┌──
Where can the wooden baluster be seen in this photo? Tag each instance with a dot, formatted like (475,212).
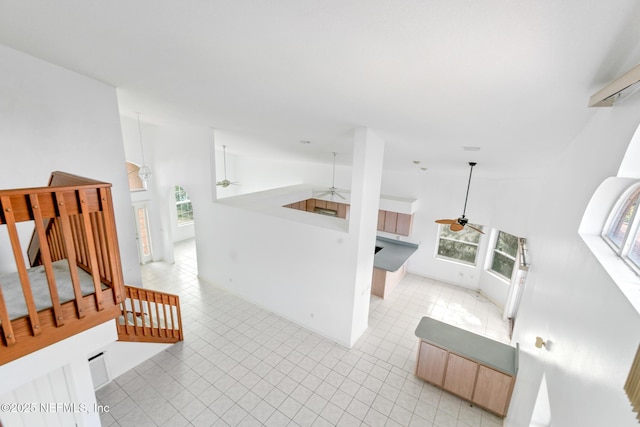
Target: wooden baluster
(91,248)
(143,298)
(100,244)
(20,264)
(150,314)
(164,312)
(179,316)
(124,310)
(160,328)
(45,258)
(67,241)
(174,331)
(7,328)
(112,244)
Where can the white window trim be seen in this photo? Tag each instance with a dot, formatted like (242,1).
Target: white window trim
(489,260)
(456,260)
(628,239)
(594,221)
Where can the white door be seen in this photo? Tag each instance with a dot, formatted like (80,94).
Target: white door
(143,236)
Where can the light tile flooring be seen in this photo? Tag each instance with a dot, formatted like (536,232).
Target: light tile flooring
(241,365)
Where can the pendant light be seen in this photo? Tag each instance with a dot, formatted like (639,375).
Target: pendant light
(144,172)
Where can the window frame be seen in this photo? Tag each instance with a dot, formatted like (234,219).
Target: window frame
(178,203)
(632,232)
(466,243)
(495,251)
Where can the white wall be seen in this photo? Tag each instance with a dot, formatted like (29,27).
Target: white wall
(60,374)
(53,119)
(569,299)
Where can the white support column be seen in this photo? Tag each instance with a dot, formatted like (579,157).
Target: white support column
(368,154)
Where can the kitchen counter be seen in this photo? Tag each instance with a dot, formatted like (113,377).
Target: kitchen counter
(393,255)
(486,351)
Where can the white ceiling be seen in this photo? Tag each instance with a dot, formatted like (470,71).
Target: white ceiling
(430,76)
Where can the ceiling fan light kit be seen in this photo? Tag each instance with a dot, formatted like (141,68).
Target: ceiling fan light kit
(459,224)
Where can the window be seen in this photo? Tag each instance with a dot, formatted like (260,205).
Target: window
(135,183)
(504,255)
(183,206)
(622,230)
(459,245)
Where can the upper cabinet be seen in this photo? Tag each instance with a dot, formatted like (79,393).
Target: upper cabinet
(395,215)
(395,222)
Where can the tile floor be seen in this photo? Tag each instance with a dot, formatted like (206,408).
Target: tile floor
(241,365)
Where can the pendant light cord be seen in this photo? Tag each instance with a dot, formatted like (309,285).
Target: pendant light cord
(140,138)
(464,210)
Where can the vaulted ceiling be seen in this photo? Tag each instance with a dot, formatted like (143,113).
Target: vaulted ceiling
(431,77)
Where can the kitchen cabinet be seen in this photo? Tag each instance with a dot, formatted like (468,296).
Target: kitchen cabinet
(432,363)
(478,369)
(404,224)
(395,222)
(328,207)
(493,389)
(460,376)
(390,222)
(383,281)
└──
Description of the task
Please update all of the material above so that "this photo" becomes "this image" wherever it appears, with every other word kept the same. Leave the pictures out of your answer.

Solution for this exercise
Where can the wooden baluster be seen in this image? Tag each instance with a dot, formatted like (475,212).
Target: wooden baluster
(91,248)
(143,298)
(100,244)
(20,264)
(150,314)
(164,312)
(179,316)
(124,310)
(160,328)
(45,258)
(67,241)
(174,331)
(7,328)
(112,244)
Where can the white window trim be seen in this image? Tag each instance with a dot, formatted like (242,1).
Target: white window trim
(489,260)
(456,260)
(628,239)
(594,221)
Where can the white door be seen in this image? Tag each instance with a dot, formatted like (80,94).
Target: white door
(143,236)
Where can the light tile flooring be seen in this image? Tag each instance with a dot, formatted like (536,232).
Target: light tile flooring
(241,365)
Where can the pendant light be seen in this image? Tag each instance with a dot, formatted like (639,375).
Target: pendant light
(144,172)
Where can the window frame be seen in this image? Tag each instance with a dot, formatted like (234,219).
Target: window frame
(178,203)
(632,232)
(466,243)
(495,251)
Where can the white wall be seen in this image? Tag each instance with a dot, formatted like (29,27).
Target: white wall
(60,374)
(53,119)
(569,299)
Where can the white support column be seen in this image? Tag each instance with a dot, formatted like (579,157).
Target: white support column
(368,154)
Where can the kitchen counter be seen in this image? Tag each instance with a dot, formatted like (113,377).
Target: kitchen counter
(393,255)
(486,351)
Where can the white ceiling be seen in this image? Tag each instance with a dot, formatted like (470,71).
Target: white ceiling
(430,76)
Where can the ceiling fan light kit be seen in this image? Tag each instance with a dot, formatted like (141,68).
Target: ceiling fan light kit
(459,224)
Where can the window be seen in this image? Tag each instance with a dot, formatted like (260,205).
Target: window
(135,183)
(504,255)
(183,206)
(622,230)
(459,245)
Where can the upper cabinet be seen in this image? Tag each instance with a dot, formatted like (79,393).
Target: upper cabinet
(395,215)
(395,222)
Where can the tile floor be seen in this image? Tag each instance with a dot, formatted like (206,408).
Target: tile floor
(241,365)
Where can the pendant light cord be seen in this image? Tag each instance with a dot, formatted like (309,285).
Target: pendant light cord
(140,138)
(464,210)
Where can the vaulted ceiling be seen in this image? Tag each instance with a dot, formatted like (143,113).
Target: vaulted ceiling
(431,77)
Where can the kitchen cabinet be seen in this image? Tag each instance with a dot, formatted like (468,296).
Target: kitchen cabinet
(432,363)
(478,369)
(404,224)
(395,222)
(328,207)
(493,389)
(460,376)
(390,222)
(383,281)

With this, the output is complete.